Problem to work on:
Only the lines from the one containing "526L376 504L336 515L329" to the end of the records should be given again, word for word and in full.

Records from a dataset
....

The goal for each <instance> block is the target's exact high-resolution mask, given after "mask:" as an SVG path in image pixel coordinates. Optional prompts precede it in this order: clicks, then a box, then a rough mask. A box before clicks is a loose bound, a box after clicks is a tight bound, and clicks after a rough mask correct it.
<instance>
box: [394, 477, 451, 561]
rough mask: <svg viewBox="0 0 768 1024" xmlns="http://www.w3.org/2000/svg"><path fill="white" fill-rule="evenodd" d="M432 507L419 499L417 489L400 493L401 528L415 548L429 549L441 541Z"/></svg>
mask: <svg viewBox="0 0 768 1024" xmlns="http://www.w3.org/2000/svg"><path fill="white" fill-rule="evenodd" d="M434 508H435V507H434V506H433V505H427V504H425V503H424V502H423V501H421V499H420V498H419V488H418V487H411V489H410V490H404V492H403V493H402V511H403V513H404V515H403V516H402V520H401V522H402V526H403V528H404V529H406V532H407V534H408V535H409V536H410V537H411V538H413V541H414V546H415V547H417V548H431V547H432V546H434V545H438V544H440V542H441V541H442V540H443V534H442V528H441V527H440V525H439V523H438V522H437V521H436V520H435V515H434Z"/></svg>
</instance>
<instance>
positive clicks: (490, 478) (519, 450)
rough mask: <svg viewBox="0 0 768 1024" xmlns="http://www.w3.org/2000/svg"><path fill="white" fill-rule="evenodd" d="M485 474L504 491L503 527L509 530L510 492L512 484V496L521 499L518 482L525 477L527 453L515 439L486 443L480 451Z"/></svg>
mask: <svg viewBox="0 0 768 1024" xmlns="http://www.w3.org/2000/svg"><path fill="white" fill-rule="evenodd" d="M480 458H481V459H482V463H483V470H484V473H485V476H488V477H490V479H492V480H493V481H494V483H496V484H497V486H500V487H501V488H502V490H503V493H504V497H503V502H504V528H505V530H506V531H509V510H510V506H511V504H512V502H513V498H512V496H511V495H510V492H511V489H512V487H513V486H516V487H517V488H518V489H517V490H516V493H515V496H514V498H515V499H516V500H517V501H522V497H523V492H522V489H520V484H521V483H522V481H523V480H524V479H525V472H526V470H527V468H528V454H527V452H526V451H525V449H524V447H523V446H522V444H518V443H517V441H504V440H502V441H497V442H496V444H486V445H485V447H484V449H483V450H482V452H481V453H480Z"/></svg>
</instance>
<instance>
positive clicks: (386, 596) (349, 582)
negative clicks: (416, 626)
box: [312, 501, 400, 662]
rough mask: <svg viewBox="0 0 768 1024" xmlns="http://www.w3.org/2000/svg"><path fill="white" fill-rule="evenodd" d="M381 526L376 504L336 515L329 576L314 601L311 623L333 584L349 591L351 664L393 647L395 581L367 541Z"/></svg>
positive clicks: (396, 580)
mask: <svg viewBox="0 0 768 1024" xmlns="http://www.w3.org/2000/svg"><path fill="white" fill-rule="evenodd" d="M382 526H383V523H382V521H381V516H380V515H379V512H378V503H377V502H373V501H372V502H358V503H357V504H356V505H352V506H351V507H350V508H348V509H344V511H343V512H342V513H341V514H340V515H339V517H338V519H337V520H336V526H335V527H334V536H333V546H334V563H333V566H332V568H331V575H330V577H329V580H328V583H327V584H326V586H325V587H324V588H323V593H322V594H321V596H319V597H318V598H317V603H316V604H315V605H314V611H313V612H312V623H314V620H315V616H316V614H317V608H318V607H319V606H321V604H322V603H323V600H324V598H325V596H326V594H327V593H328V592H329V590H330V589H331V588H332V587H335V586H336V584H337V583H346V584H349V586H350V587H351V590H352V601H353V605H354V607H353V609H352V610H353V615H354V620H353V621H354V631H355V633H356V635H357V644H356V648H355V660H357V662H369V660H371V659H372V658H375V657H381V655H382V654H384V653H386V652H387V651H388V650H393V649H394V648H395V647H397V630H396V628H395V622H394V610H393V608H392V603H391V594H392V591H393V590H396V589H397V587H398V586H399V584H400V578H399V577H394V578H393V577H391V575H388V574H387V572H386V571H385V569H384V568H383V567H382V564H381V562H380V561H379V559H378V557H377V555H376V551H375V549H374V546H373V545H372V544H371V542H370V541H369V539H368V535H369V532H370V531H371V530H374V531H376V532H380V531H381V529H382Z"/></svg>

....

Result of the exercise:
rough mask: <svg viewBox="0 0 768 1024" xmlns="http://www.w3.org/2000/svg"><path fill="white" fill-rule="evenodd" d="M381 526L376 504L336 515L329 576L314 601L311 623L333 584L349 591L351 664L393 647L395 581L367 541Z"/></svg>
positive clicks: (396, 580)
mask: <svg viewBox="0 0 768 1024" xmlns="http://www.w3.org/2000/svg"><path fill="white" fill-rule="evenodd" d="M382 526H383V523H382V521H381V516H380V515H379V512H378V503H377V502H373V501H372V502H358V503H357V504H356V505H352V506H351V507H350V508H348V509H344V511H343V512H342V513H341V514H340V515H339V517H338V519H337V520H336V526H335V527H334V536H333V546H334V563H333V566H332V568H331V575H330V577H329V580H328V583H327V584H326V586H325V587H324V588H323V593H322V594H321V596H319V597H318V598H317V603H316V604H315V605H314V611H313V612H312V623H314V620H315V616H316V614H317V608H318V607H319V606H321V604H322V603H323V600H324V598H325V596H326V594H327V593H328V592H329V590H330V589H331V588H332V587H335V586H336V584H337V583H346V584H349V586H350V587H351V590H352V601H353V605H354V607H353V609H352V610H353V615H354V620H353V621H354V631H355V633H356V635H357V644H356V648H355V660H357V662H369V660H371V659H372V658H375V657H381V655H382V654H384V653H386V652H387V651H388V650H393V649H394V648H395V647H397V630H396V628H395V622H394V610H393V608H392V603H391V594H392V591H393V590H396V589H397V587H398V586H399V584H400V578H399V577H394V578H393V577H391V575H388V574H387V572H386V571H385V569H384V568H383V567H382V564H381V562H380V561H379V559H378V557H377V555H376V551H375V549H374V546H373V545H372V544H371V542H370V541H369V539H368V535H369V532H370V531H371V530H374V531H376V532H380V531H381V529H382Z"/></svg>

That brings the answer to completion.